▶ Stored records:
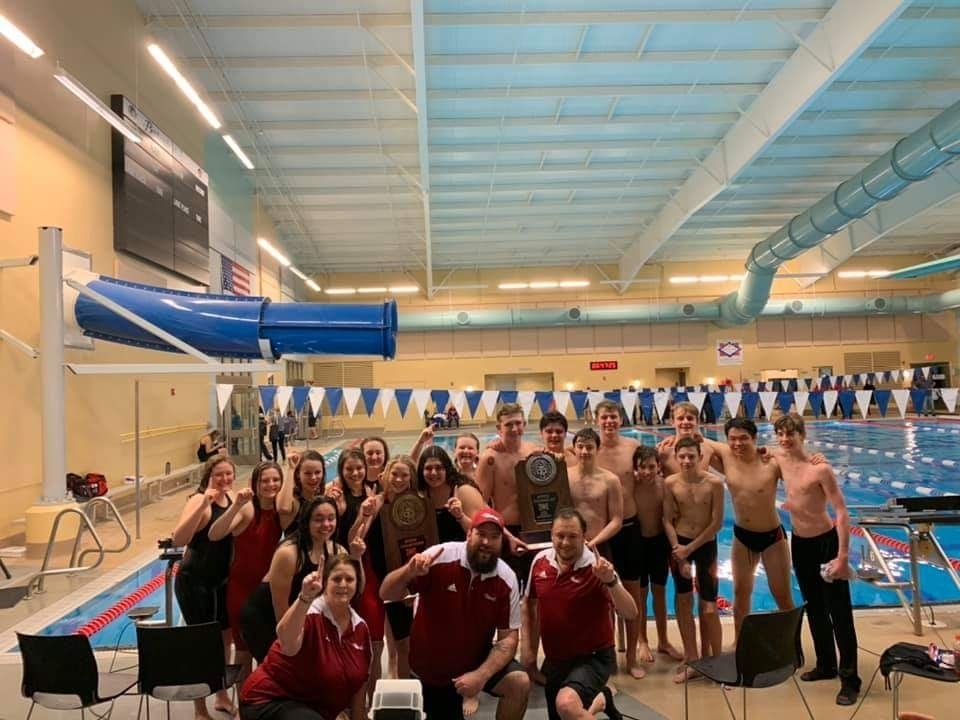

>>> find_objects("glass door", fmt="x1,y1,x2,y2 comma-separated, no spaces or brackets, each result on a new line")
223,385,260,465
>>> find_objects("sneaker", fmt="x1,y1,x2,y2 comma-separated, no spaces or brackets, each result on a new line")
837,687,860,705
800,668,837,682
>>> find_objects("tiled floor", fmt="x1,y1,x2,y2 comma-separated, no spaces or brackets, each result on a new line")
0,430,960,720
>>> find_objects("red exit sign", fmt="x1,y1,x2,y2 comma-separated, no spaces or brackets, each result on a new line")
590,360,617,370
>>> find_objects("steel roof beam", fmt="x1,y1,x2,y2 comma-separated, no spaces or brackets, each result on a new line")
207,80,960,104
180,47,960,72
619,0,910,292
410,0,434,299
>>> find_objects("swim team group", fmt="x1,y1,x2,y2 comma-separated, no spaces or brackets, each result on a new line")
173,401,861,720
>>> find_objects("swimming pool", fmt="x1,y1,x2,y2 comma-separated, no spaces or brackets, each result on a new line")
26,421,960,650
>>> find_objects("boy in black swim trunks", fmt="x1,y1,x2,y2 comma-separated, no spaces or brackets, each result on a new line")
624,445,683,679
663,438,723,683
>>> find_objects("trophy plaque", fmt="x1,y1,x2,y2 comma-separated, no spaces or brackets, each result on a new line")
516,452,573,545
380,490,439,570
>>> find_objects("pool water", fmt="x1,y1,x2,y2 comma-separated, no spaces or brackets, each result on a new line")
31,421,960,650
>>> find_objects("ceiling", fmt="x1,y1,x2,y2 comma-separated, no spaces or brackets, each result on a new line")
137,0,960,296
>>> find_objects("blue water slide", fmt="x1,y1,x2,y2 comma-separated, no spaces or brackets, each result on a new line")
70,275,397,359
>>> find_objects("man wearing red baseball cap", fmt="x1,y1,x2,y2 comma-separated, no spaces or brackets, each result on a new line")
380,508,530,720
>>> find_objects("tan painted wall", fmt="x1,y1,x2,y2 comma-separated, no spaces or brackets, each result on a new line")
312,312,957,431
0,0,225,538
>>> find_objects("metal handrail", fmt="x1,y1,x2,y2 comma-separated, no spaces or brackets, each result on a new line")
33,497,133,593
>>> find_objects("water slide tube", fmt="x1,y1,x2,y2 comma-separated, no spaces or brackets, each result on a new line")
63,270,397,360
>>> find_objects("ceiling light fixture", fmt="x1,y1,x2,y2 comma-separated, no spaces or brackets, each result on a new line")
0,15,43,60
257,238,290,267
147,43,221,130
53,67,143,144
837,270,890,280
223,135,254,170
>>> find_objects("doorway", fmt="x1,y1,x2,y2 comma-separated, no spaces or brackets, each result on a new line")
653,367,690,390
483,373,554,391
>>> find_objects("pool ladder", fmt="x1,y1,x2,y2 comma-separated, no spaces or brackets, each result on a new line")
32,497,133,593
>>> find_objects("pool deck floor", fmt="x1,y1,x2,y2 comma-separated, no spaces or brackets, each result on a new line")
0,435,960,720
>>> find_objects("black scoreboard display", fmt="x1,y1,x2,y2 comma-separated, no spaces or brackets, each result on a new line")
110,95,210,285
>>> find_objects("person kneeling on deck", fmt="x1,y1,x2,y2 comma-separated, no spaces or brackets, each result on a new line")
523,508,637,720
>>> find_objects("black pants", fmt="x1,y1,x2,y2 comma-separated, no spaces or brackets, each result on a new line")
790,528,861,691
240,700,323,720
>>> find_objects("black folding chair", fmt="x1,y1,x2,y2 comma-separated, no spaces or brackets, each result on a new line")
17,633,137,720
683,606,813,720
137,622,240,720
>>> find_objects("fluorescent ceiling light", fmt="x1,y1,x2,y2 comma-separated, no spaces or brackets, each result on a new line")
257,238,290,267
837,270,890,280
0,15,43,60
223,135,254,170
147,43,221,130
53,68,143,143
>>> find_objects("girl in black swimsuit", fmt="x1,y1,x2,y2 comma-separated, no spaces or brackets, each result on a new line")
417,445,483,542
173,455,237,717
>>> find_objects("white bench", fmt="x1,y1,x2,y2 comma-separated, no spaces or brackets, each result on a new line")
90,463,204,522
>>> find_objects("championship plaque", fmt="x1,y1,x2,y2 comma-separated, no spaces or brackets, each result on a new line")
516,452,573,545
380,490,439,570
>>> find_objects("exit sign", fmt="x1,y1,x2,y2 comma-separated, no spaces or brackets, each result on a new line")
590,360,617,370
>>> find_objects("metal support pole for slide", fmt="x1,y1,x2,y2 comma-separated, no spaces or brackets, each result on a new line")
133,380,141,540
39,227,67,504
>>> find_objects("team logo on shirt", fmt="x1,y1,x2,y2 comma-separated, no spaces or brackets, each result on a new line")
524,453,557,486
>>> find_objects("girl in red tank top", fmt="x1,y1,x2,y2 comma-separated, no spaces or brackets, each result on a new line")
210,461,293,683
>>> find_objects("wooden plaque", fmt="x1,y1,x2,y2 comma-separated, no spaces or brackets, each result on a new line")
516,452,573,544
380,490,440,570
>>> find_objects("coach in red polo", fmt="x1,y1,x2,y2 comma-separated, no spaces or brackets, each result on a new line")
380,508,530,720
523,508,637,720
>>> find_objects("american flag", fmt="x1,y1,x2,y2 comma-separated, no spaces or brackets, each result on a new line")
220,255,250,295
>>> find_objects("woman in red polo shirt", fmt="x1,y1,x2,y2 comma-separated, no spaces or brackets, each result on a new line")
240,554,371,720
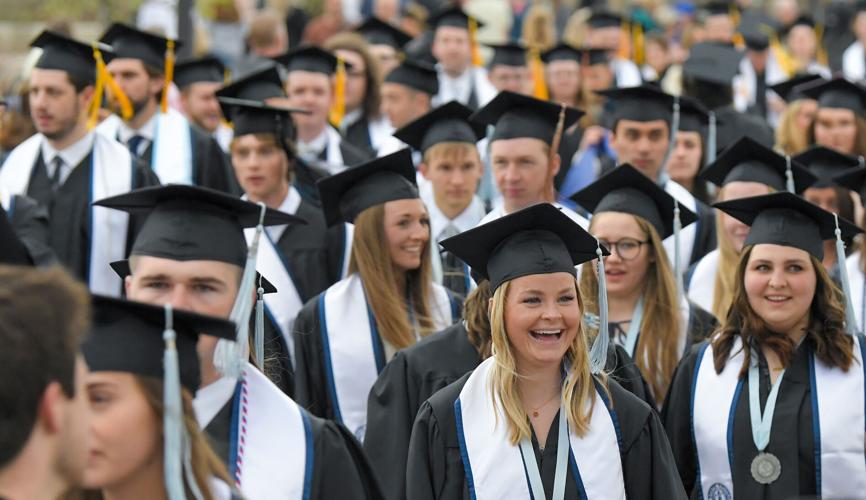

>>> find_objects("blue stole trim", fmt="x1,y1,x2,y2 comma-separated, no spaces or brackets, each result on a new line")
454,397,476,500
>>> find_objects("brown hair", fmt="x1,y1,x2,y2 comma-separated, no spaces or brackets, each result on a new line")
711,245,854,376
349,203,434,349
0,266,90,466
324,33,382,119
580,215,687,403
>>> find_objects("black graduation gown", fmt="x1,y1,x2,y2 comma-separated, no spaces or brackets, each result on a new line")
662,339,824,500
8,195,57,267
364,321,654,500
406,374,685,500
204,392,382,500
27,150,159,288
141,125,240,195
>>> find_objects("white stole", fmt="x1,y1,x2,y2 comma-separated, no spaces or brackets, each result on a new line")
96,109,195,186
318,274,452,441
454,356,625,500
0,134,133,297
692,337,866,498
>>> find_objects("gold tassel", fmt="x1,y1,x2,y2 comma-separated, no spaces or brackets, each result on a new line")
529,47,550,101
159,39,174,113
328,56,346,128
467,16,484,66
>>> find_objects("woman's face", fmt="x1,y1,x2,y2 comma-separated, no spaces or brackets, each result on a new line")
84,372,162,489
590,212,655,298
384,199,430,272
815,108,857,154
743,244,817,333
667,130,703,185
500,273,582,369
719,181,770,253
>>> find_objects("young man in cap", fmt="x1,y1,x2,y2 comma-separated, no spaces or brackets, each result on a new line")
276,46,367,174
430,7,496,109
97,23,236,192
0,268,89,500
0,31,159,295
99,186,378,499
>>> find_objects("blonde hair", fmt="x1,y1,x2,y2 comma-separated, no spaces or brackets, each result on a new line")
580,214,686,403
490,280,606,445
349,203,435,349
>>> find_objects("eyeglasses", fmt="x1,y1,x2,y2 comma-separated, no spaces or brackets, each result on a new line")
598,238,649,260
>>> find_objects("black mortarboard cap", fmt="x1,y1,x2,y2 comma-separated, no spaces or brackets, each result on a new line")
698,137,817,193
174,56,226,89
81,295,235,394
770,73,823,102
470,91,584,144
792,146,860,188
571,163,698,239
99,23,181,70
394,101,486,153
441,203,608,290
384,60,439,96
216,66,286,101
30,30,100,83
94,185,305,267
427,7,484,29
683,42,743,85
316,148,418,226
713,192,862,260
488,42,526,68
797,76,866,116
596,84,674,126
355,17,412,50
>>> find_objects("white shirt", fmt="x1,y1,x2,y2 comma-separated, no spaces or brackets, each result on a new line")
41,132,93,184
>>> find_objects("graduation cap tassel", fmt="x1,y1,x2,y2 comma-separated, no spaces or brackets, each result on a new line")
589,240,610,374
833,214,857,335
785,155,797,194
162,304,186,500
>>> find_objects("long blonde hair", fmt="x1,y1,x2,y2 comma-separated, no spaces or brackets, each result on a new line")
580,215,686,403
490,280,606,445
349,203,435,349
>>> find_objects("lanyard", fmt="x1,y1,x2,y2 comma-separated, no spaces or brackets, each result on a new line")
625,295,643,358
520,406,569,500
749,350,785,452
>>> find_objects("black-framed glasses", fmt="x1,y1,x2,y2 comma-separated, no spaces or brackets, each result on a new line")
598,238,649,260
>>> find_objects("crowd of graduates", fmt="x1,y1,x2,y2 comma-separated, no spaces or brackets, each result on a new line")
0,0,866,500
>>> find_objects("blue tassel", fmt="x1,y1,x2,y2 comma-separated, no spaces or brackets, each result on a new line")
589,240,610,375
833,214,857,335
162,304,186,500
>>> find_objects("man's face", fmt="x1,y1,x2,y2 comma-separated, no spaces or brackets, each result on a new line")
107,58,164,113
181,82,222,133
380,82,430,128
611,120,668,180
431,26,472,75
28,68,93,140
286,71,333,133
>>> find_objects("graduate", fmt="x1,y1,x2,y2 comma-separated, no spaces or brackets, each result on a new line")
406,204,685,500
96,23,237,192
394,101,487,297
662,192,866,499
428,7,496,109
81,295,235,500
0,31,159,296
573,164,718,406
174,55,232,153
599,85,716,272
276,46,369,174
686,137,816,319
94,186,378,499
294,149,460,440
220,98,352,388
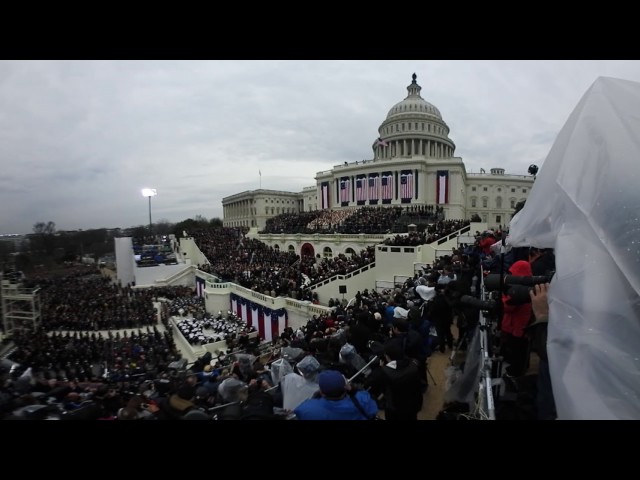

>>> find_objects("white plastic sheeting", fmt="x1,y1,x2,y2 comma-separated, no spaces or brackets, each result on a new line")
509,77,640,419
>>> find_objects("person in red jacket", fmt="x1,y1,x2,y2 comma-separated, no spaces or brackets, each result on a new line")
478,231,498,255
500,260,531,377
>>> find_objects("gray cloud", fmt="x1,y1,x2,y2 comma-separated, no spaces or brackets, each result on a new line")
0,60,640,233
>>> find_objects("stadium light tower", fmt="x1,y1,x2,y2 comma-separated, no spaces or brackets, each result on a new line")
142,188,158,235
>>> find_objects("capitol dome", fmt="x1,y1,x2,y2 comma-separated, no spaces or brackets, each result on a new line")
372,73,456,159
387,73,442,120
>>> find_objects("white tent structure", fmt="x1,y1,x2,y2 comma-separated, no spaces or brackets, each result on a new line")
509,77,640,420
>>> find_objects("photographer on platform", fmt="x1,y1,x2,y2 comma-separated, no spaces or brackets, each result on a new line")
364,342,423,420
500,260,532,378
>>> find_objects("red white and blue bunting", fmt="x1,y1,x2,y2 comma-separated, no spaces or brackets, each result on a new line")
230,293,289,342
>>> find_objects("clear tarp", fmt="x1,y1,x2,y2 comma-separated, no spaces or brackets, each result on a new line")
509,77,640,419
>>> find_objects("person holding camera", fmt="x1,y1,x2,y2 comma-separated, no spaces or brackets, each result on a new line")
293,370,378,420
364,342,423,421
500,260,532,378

▶ Problem requirements: Locate every line in the listing above that contains the word "white" and copy each such line.

▶ Exercise answer:
>>> find_objects("white bench", fmt="x1,y1,x2,y2 comma-separated, no spaces or brackets, each result on a new line")
>>> find_objects("white stole", fmt="x1,y1,x2,y2 comma-separated, no spaces or brackets, each result on a new line")
>>> find_objects("white shirt", fmt="x1,y1,x2,y2 comma-separated, no spaces or brackets, each result on a new line")
>>> find_objects("white plastic sheeting", fmt="x1,y1,x2,y2 comma-separated, no spaces or brackets, each result on a new line")
>>> find_objects("white tent structure", fmt="x1,y1,x2,y2 comma-separated, no spaces or brackets, each result on a new line")
>>> find_objects("red white and blue bunting", fmt="x1,y1,x2,y2 comma-separated, no spaces or brackets, each result on a new line")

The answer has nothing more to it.